═════ Given entries ═════
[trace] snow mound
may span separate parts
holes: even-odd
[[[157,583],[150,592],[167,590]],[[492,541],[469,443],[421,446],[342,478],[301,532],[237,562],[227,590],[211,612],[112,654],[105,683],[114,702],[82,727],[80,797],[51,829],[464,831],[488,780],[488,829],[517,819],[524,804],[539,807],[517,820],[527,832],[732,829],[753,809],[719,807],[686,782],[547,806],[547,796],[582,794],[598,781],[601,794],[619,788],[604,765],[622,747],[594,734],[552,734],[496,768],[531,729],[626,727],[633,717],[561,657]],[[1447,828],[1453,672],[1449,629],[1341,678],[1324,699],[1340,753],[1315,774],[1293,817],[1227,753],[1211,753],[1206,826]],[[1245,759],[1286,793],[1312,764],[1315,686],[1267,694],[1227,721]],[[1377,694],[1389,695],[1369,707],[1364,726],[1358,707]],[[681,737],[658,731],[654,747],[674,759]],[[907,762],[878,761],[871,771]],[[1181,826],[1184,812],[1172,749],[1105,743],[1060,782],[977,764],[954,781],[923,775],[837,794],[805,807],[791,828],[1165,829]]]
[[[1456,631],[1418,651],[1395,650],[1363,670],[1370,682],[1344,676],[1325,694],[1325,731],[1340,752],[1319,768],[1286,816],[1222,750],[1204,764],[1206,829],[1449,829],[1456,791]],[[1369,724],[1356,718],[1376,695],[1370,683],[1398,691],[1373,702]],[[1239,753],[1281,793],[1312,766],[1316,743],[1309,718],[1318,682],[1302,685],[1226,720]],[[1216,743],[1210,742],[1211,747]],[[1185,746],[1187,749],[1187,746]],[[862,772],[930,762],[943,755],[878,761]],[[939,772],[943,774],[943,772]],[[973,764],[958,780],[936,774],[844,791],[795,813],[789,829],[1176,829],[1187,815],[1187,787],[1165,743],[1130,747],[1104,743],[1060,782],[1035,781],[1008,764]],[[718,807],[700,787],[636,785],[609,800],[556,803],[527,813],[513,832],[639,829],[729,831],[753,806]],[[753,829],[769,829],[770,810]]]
═════
-- Exercise details --
Extract every line from all the entries above and reproduce each one character for character, without changes.

-- Response to this task --
[trace] snow mound
may span separate parts
holes: even-odd
[[[157,583],[150,592],[167,590]],[[492,541],[469,443],[421,446],[342,478],[301,532],[237,562],[227,590],[211,612],[112,654],[105,683],[114,702],[82,727],[80,797],[51,829],[464,831],[488,780],[488,829],[517,819],[524,804],[539,807],[517,820],[527,832],[732,829],[753,809],[719,807],[686,782],[547,806],[547,796],[582,794],[598,781],[601,794],[619,788],[604,765],[622,747],[594,734],[552,734],[496,768],[531,729],[626,727],[633,717],[561,657]],[[1447,828],[1453,672],[1449,629],[1341,678],[1324,699],[1340,753],[1315,774],[1293,817],[1227,753],[1211,753],[1206,826]],[[1245,759],[1286,793],[1312,764],[1315,686],[1267,694],[1227,721]],[[1377,694],[1389,695],[1369,707],[1364,726],[1358,707]],[[681,737],[658,731],[654,747],[674,759]],[[907,762],[878,761],[871,771]],[[1181,826],[1184,812],[1172,749],[1105,743],[1060,782],[977,764],[954,781],[923,775],[837,794],[805,807],[791,828],[1165,829]]]
[[[1456,631],[1418,651],[1395,650],[1363,670],[1370,682],[1344,676],[1325,694],[1325,731],[1340,752],[1319,768],[1286,816],[1222,750],[1204,764],[1206,829],[1449,829],[1456,791]],[[1369,724],[1356,718],[1376,695],[1370,683],[1398,691],[1373,702]],[[1239,753],[1281,793],[1312,766],[1316,743],[1309,718],[1318,682],[1302,685],[1226,720]],[[1216,743],[1210,742],[1211,747]],[[1185,746],[1187,749],[1187,746]],[[862,772],[930,762],[943,755],[878,761]],[[939,772],[943,774],[943,772]],[[973,764],[958,780],[936,774],[844,791],[795,813],[789,829],[1176,829],[1187,815],[1187,787],[1165,743],[1130,747],[1104,743],[1060,782],[1035,781],[1008,764]],[[718,807],[700,787],[636,785],[609,800],[556,803],[527,813],[513,832],[639,829],[729,831],[753,806]],[[753,829],[769,829],[770,810]]]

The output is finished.